From 2eb34641fb54ddeb10f4a65e9aa2d8829de4fdf7 Mon Sep 17 00:00:00 2001
From: Dean Schmigelski <dbschmigelski+github@gmail.com>
Date: Wed, 1 Oct 2025 14:17:03 -0400
Subject: [PATCH 1/3] feat(models): use tool for structured_output when
 supports_response_schema=false

---
 src/strands/models/litellm.py            | 71 ++++++++++++++++++------
 tests/strands/models/test_litellm.py     | 22 ++++++--
 tests_integ/models/test_model_litellm.py | 50 +++++++++++++++++
 3 files changed, 121 insertions(+), 22 deletions(-)

diff --git a/src/strands/models/litellm.py b/src/strands/models/litellm.py
index 005eed3df..ab0b569f2 100644
--- a/src/strands/models/litellm.py
+++ b/src/strands/models/litellm.py
@@ -12,6 +12,8 @@
 from pydantic import BaseModel
 from typing_extensions import Unpack, override
 
+from ..event_loop import streaming
+from ..tools import convert_pydantic_to_tool_spec
 from ..types.content import ContentBlock, Messages
 from ..types.streaming import StreamEvent
 from ..types.tools import ToolChoice, ToolSpec
@@ -196,6 +198,10 @@ async def structured_output(
     ) -> AsyncGenerator[dict[str, Union[T, Any]], None]:
         """Get structured output from the model.
 
+        Some models do not support native structured output via response_format.
+        In cases of proxies, we may not have a way to determine support, so we
+        fallback to using tool calling to achieve structured output.
+
         Args:
             output_model: The output model to use for the agent.
             prompt: The prompt messages to use for the agent.
@@ -205,33 +211,64 @@ async def structured_output(
         Yields:
             Model events with the last being the structured output.
         """
-        if not supports_response_schema(self.get_config()["model_id"]):
-            raise ValueError("Model does not support response_format")

Stored data:
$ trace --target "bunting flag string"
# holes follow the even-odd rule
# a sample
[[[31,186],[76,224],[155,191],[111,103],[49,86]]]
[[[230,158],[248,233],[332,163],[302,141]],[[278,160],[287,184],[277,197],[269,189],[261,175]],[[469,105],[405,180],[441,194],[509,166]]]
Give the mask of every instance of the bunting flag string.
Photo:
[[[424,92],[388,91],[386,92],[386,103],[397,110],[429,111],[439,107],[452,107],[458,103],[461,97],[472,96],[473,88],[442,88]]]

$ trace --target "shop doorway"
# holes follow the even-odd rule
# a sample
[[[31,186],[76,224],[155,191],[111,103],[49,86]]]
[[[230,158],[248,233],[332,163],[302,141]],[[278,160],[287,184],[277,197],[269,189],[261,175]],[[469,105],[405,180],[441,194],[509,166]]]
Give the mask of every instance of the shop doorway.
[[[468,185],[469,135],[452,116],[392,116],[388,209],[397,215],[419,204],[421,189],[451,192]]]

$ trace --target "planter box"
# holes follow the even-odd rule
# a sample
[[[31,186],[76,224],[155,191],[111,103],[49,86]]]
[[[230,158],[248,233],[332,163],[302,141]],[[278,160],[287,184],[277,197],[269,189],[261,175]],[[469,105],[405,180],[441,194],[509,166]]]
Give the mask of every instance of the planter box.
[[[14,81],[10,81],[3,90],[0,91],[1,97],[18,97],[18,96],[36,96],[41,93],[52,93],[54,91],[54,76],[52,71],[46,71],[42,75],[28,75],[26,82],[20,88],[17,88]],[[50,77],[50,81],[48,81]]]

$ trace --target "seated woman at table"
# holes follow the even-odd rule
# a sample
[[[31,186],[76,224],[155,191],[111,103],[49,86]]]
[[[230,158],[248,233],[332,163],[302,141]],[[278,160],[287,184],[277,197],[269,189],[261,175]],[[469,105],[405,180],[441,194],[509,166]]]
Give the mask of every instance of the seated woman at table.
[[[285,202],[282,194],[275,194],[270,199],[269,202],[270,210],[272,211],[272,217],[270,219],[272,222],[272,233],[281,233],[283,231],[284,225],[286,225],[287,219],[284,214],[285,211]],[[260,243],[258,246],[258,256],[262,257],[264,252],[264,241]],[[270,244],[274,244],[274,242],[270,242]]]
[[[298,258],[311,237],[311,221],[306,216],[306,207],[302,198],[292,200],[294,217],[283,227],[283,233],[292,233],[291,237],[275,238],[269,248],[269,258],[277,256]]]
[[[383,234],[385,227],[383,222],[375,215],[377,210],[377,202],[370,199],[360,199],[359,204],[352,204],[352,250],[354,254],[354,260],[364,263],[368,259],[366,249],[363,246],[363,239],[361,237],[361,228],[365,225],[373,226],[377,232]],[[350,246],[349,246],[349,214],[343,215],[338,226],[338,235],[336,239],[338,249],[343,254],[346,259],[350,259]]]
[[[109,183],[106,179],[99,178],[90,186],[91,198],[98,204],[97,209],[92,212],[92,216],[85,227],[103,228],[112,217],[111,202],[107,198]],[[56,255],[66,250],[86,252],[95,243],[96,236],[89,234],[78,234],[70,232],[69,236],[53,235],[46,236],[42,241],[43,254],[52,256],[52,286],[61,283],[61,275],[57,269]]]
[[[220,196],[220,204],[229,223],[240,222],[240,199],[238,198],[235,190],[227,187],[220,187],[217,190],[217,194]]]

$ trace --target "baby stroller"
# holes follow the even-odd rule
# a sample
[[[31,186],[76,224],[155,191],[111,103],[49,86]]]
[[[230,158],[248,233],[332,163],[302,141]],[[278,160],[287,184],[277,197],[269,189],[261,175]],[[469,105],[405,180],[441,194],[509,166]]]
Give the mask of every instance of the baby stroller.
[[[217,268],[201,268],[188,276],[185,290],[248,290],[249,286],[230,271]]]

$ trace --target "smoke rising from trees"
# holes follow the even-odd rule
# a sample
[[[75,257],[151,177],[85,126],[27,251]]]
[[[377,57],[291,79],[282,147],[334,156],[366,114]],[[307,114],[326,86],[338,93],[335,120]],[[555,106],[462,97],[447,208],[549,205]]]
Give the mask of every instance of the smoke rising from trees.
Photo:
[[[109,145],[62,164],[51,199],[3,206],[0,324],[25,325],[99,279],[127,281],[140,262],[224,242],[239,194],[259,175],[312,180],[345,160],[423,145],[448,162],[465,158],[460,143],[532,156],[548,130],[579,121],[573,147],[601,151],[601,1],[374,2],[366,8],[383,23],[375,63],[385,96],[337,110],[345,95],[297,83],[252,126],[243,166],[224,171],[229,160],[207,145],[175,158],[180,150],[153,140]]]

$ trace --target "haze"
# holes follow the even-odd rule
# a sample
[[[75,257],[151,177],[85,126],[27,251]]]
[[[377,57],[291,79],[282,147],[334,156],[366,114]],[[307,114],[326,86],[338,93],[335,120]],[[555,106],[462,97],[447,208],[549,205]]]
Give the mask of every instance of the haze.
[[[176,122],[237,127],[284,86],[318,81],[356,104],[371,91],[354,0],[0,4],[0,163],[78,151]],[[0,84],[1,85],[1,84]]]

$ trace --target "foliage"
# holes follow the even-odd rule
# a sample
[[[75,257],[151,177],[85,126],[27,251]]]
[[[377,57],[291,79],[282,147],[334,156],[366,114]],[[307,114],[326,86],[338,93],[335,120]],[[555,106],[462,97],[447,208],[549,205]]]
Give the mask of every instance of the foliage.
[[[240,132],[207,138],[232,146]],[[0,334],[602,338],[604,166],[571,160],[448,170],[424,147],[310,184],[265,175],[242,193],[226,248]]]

Work required: Please return the portion of the LiteLLM patch that begins with the words "prompt: The prompt" and stops after "the structured output.", copied word for word.

Exercise result:
prompt: The prompt messages to use for the agent.
@@ -205,33 +211,64 @@ async def structured_output(
         Yields:
             Model events with the last being the structured output.